> _Task details_
Edit the items below so that "What to detect" becomes "Object to find" everywhere, changing nothing else. Leave the pictures out of your version.

Records from a dataset
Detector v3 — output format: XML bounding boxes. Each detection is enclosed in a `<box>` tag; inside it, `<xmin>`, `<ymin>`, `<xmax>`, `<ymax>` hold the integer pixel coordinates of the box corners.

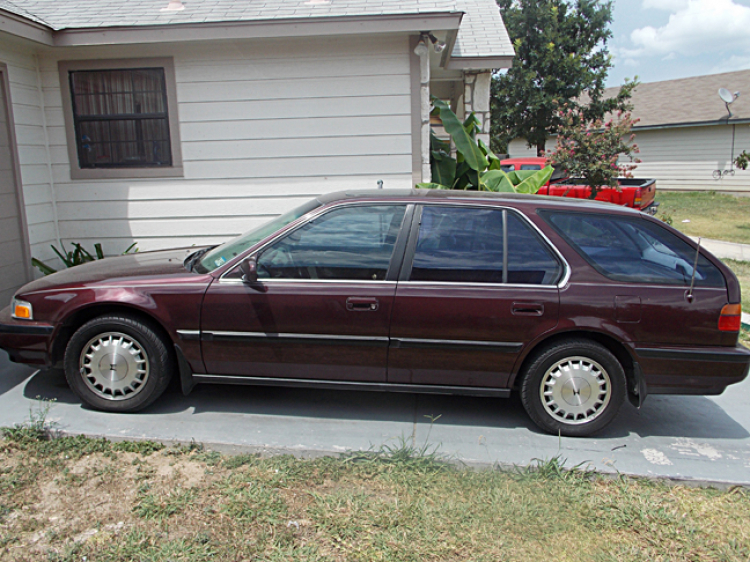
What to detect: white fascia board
<box><xmin>446</xmin><ymin>56</ymin><xmax>514</xmax><ymax>70</ymax></box>
<box><xmin>54</xmin><ymin>12</ymin><xmax>463</xmax><ymax>47</ymax></box>
<box><xmin>0</xmin><ymin>10</ymin><xmax>54</xmax><ymax>46</ymax></box>
<box><xmin>633</xmin><ymin>118</ymin><xmax>750</xmax><ymax>133</ymax></box>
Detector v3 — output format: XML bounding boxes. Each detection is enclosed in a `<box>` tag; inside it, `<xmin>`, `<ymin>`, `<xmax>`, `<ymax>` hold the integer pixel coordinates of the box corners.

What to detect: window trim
<box><xmin>216</xmin><ymin>199</ymin><xmax>417</xmax><ymax>285</ymax></box>
<box><xmin>539</xmin><ymin>209</ymin><xmax>727</xmax><ymax>290</ymax></box>
<box><xmin>398</xmin><ymin>201</ymin><xmax>571</xmax><ymax>290</ymax></box>
<box><xmin>58</xmin><ymin>57</ymin><xmax>184</xmax><ymax>180</ymax></box>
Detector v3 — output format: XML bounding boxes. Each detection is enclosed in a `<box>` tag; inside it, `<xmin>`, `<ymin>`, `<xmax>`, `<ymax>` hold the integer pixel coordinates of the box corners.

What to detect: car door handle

> _Response to this exercise_
Detector v3 — output format: XML bounding boxes. Each detection is enclosed in a `<box>` tag; inside it, `<xmin>`, `<ymin>`, `<xmax>`, `<ymax>` hold the integer pixel coordinates of the box corners.

Object to find: white fascia board
<box><xmin>446</xmin><ymin>56</ymin><xmax>514</xmax><ymax>70</ymax></box>
<box><xmin>54</xmin><ymin>12</ymin><xmax>463</xmax><ymax>47</ymax></box>
<box><xmin>0</xmin><ymin>10</ymin><xmax>54</xmax><ymax>46</ymax></box>
<box><xmin>633</xmin><ymin>118</ymin><xmax>750</xmax><ymax>133</ymax></box>
Detector v3 — output format: XML bounding boxes. Each detection is enclosed in a `<box>` tag; inside it, `<xmin>`, `<ymin>`, `<xmax>`, `<ymax>` hold the integer pixel coordinates of the box corners.

Object to find: window trim
<box><xmin>216</xmin><ymin>199</ymin><xmax>417</xmax><ymax>285</ymax></box>
<box><xmin>539</xmin><ymin>209</ymin><xmax>727</xmax><ymax>290</ymax></box>
<box><xmin>398</xmin><ymin>201</ymin><xmax>571</xmax><ymax>290</ymax></box>
<box><xmin>58</xmin><ymin>57</ymin><xmax>184</xmax><ymax>180</ymax></box>
Detector v3 — output format: XML bounding boxes. Each detection is enclosed in a `<box>` tag; inside it, `<xmin>`, `<ymin>`, `<xmax>`, `<ymax>` hold the integer pixel coordinates of the box corners.

Object to find: car door handle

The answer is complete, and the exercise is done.